→ **Text provided**:
== == ==

Few people can string together words as beautifully as Ian McEwan.  He joins us to talk about his new tale of a prenatal Hamlet.

This hour originally aired Sept. 21, 2016.

Novelist and author Ian McEwan, pictured in the WBUR offices on Wednesday, September 21, 2016. (Jesse Costa/WBUR)
Novelist and author Ian McEwan, pictured in the WBUR offices on Wednesday, September 21, 2016. (Jesse Costa/WBUR)

When you read an Ian McEwan novel, you can almost hear the pauses in the clacking of his keyboard as he comes up with a beautiful idea and a beautiful way to put it to paper. All the literary laurels aside, think of just how much pure fun you’ve had reading his novels. How much he gives the reader. Well, he’s done it again. A new novel, and its narrator and hero, both born in these strange times. This hour On Point, Ian McEwan and his book, “Nutshell.” — Jane Clayson 

Guest

Ian McEwan, award-winning novelist and author. Author of the new novel, “Nutshell.” Also author of 17 other novels, including “Atonement,” “Saturday” and “Amsterdam.”

== == ==

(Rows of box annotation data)
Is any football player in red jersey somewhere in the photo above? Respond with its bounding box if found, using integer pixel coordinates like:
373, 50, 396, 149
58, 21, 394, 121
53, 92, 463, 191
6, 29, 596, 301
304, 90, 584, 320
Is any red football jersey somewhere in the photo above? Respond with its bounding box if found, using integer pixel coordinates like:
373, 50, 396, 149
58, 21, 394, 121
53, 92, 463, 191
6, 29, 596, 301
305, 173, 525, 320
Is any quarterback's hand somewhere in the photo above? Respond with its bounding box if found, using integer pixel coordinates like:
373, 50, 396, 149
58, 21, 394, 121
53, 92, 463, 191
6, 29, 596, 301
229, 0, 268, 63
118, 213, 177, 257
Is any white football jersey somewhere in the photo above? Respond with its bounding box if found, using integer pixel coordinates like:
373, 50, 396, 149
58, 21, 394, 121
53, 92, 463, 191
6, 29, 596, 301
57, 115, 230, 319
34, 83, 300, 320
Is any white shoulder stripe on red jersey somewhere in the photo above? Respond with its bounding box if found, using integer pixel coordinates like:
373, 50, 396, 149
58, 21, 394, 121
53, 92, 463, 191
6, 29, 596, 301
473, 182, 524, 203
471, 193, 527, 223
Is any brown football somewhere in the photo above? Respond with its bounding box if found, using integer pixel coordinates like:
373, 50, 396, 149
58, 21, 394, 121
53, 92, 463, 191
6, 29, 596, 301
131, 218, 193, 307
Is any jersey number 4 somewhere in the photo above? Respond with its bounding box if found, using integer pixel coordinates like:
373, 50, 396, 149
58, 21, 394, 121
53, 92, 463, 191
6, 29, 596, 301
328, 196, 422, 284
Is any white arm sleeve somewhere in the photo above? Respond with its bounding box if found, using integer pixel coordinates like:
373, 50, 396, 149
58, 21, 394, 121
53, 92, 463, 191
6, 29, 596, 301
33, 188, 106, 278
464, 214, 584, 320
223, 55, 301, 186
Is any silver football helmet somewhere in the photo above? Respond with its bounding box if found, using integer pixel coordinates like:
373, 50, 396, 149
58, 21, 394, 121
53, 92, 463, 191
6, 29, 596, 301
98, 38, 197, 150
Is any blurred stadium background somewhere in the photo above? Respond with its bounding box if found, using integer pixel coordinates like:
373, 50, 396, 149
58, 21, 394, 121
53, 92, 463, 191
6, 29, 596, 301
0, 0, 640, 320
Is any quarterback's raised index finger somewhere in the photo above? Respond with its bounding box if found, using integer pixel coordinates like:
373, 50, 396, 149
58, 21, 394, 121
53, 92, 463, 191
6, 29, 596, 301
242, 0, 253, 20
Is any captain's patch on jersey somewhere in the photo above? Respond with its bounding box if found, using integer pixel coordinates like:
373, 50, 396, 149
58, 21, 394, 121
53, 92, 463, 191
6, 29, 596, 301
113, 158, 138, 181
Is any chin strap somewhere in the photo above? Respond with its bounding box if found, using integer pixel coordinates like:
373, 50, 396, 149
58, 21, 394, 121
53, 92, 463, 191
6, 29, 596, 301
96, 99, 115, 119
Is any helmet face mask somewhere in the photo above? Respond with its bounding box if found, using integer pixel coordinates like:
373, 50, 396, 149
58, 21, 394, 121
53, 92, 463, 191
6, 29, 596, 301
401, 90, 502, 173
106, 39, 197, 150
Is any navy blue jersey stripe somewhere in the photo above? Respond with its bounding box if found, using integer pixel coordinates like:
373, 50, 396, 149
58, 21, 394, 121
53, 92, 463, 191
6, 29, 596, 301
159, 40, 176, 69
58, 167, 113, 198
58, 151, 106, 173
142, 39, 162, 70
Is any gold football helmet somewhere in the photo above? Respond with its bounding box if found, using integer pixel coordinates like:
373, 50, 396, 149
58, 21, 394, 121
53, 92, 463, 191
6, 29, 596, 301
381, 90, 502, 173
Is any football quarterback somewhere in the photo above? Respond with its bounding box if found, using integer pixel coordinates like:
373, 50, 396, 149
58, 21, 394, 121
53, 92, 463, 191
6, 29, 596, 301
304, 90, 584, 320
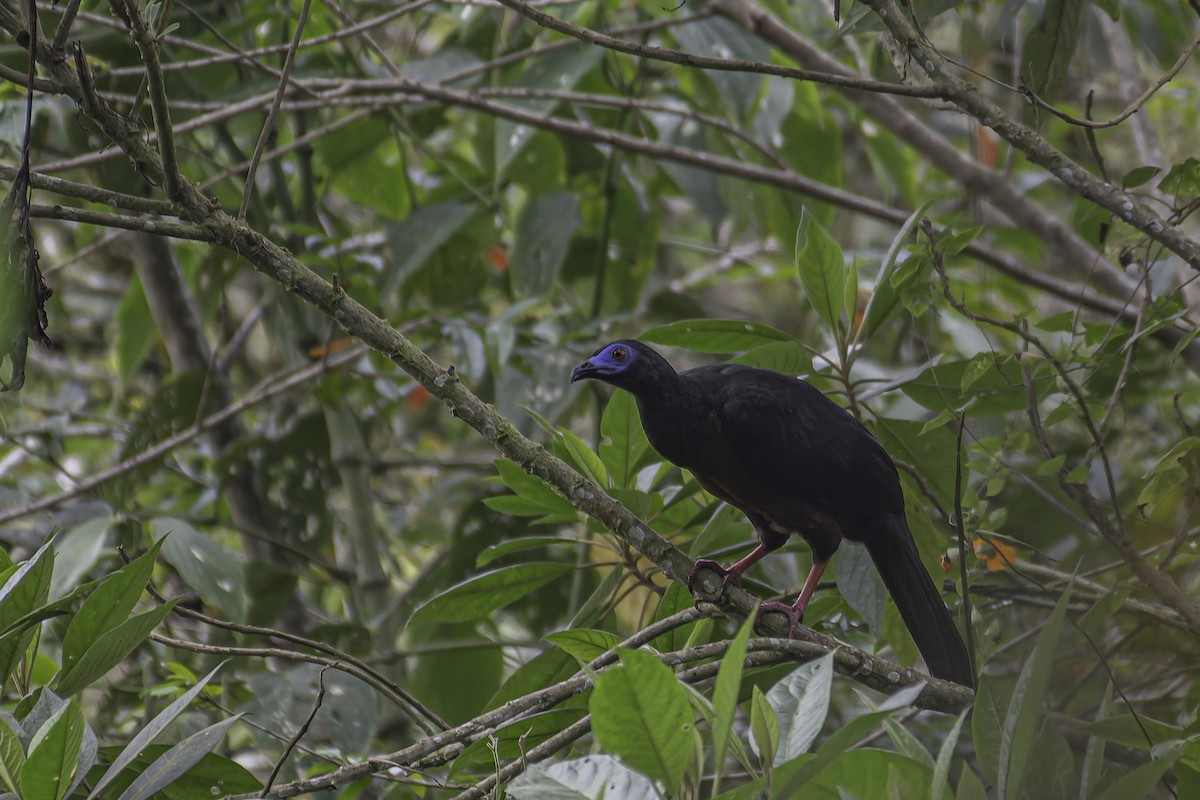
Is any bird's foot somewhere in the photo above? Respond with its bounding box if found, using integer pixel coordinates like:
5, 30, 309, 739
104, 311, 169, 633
688, 559, 742, 602
755, 600, 805, 639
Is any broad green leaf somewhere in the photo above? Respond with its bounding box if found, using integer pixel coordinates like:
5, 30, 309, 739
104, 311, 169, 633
0, 539, 54, 686
113, 275, 158, 386
475, 536, 587, 566
730, 342, 812, 375
150, 517, 248, 622
774, 684, 925, 798
485, 648, 578, 710
492, 458, 578, 519
412, 563, 571, 625
55, 600, 178, 697
546, 628, 620, 663
509, 192, 582, 297
854, 198, 940, 342
119, 714, 242, 800
672, 17, 770, 120
796, 209, 846, 332
0, 718, 25, 796
767, 652, 833, 766
50, 516, 115, 600
750, 686, 779, 771
21, 702, 86, 800
900, 360, 1050, 416
59, 539, 163, 681
1121, 167, 1163, 188
600, 392, 650, 488
504, 754, 658, 800
929, 709, 970, 800
88, 661, 226, 800
558, 431, 610, 488
838, 541, 888, 633
494, 47, 604, 170
1020, 0, 1087, 108
1079, 681, 1112, 800
954, 764, 988, 800
713, 609, 757, 792
1096, 747, 1182, 800
382, 203, 475, 297
588, 650, 696, 794
1158, 157, 1200, 200
641, 319, 794, 353
996, 587, 1070, 800
971, 674, 1012, 784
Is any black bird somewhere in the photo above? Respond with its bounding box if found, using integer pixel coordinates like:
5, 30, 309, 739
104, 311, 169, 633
571, 339, 974, 686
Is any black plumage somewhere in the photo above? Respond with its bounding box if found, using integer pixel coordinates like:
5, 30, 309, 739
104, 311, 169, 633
571, 339, 974, 686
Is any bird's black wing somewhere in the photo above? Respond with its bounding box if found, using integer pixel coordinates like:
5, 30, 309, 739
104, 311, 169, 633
685, 365, 904, 517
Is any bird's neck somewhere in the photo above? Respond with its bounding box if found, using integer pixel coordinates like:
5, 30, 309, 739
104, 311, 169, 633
634, 371, 708, 468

== == ==

→ **Work to complete**:
Repeat the entire text about Ian McEwan and "Nutshell" word for word. None of the data is needed here.

→ **Final result**:
Few people can string together words as beautifully as Ian McEwan.  He joins us to talk about his new tale of a prenatal Hamlet.

This hour originally aired Sept. 21, 2016.

Novelist and author Ian McEwan, pictured in the WBUR offices on Wednesday, September 21, 2016. (Jesse Costa/WBUR)
Novelist and author Ian McEwan, pictured in the WBUR offices on Wednesday, September 21, 2016. (Jesse Costa/WBUR)

When you read an Ian McEwan novel, you can almost hear the pauses in the clacking of his keyboard as he comes up with a beautiful idea and a beautiful way to put it to paper. All the literary laurels aside, think of just how much pure fun you’ve had reading his novels. How much he gives the reader. Well, he’s done it again. A new novel, and its narrator and hero, both born in these strange times. This hour On Point, Ian McEwan and his book, “Nutshell.” — Jane Clayson 

Guest

Ian McEwan, award-winning novelist and author. Author of the new novel, “Nutshell.” Also author of 17 other novels, including “Atonement,” “Saturday” and “Amsterdam.”